* **ASSIGNMENT**
Should the word "below" occur in a line of the records, copy that line.

------------------------------------

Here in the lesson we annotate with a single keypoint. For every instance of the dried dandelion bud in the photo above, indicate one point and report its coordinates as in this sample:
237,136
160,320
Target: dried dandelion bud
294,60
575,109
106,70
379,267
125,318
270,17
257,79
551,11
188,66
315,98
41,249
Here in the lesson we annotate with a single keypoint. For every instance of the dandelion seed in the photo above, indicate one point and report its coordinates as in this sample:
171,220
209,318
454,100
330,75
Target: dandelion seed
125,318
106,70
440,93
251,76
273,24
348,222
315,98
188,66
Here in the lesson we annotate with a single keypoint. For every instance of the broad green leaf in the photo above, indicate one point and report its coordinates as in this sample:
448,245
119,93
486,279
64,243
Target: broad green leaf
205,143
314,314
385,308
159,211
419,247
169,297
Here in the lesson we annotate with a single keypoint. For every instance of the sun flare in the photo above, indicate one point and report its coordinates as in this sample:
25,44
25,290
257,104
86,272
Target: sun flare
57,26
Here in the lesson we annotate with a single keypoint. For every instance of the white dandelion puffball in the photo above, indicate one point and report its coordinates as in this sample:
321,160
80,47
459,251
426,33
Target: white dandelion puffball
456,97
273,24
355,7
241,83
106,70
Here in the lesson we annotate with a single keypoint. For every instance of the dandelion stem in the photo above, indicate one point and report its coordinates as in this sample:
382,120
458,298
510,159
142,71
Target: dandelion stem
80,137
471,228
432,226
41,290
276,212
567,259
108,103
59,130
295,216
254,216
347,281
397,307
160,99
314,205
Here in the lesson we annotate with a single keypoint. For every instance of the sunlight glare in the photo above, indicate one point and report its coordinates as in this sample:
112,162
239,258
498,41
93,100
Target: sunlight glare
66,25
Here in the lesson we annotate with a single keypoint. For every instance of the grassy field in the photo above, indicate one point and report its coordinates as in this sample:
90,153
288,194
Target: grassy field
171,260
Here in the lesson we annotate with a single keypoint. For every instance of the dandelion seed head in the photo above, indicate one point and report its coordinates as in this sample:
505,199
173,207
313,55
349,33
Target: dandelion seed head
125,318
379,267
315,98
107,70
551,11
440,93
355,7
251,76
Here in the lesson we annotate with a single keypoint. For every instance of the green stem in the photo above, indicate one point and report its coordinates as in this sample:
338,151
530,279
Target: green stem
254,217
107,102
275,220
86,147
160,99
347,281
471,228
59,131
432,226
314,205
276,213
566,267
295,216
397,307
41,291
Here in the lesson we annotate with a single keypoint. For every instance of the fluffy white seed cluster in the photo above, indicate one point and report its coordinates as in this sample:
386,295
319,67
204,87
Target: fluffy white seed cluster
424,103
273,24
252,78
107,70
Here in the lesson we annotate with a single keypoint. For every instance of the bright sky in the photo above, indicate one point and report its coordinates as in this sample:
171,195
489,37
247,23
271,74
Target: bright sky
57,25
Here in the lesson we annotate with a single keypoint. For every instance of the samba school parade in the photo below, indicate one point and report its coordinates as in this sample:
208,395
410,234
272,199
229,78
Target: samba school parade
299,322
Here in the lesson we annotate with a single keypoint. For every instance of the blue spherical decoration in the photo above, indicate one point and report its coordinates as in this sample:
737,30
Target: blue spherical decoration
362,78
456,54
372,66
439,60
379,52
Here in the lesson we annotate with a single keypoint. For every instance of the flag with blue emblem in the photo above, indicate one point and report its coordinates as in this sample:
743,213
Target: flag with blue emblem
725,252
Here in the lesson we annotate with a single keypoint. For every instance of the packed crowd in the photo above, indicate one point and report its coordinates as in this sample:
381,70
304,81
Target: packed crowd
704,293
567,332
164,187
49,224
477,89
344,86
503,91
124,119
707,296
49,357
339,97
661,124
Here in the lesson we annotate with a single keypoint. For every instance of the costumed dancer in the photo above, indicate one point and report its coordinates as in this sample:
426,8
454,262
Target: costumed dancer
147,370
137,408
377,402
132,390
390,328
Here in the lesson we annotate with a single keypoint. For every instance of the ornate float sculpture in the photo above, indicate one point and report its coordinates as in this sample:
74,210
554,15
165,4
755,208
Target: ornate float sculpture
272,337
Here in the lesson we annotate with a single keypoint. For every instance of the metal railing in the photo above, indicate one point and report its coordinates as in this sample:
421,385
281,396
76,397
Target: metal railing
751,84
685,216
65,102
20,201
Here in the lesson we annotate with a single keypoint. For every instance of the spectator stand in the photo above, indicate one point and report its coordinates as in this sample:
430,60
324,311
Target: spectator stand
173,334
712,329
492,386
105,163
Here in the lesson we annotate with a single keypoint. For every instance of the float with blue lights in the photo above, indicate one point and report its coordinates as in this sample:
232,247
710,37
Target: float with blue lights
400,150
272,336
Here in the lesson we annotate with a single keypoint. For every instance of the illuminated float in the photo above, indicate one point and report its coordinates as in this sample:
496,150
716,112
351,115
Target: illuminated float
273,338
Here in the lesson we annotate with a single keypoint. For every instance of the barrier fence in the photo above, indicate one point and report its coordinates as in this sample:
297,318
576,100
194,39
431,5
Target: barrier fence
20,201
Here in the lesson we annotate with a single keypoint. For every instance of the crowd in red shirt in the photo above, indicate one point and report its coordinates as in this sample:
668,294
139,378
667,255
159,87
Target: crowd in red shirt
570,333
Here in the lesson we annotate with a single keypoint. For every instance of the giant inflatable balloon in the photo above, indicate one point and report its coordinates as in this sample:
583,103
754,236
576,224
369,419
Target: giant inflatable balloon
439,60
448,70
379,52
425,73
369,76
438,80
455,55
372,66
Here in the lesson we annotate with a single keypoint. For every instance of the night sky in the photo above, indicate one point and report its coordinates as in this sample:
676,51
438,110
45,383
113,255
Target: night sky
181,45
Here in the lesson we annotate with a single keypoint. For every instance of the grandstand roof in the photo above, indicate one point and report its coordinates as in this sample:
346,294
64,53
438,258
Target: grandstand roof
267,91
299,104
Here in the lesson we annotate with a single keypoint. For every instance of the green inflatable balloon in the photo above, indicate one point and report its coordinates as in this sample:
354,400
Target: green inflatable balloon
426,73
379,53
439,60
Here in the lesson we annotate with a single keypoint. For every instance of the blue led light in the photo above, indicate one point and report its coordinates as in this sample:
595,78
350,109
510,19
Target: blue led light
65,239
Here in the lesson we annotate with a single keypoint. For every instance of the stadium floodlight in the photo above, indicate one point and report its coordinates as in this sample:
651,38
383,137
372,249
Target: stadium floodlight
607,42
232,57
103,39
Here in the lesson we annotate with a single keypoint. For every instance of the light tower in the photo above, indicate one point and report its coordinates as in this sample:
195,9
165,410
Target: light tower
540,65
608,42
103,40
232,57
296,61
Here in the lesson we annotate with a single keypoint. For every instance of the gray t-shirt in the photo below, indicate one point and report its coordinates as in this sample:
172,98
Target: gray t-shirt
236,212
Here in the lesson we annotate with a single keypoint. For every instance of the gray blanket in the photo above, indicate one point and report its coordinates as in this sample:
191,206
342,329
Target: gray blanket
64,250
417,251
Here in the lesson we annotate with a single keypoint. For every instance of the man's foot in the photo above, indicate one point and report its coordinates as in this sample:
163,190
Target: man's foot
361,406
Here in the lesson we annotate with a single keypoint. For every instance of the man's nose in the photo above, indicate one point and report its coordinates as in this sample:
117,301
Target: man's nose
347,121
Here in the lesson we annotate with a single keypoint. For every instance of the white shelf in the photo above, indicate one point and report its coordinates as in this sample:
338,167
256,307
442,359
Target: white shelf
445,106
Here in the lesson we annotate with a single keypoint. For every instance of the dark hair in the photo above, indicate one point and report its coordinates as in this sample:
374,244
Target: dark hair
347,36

------------------------------------

* **THE ANSWER**
Here in the lesson we annotate with a single keypoint. For every instance of the samba school parade in the photo below, indicate one point and report its coordinates as in this sample:
Here in the lesson we annotate with a single keypoint. For every instance of the gray t-shirt in the photo below, indicate one point and report its coordinates as in this sample:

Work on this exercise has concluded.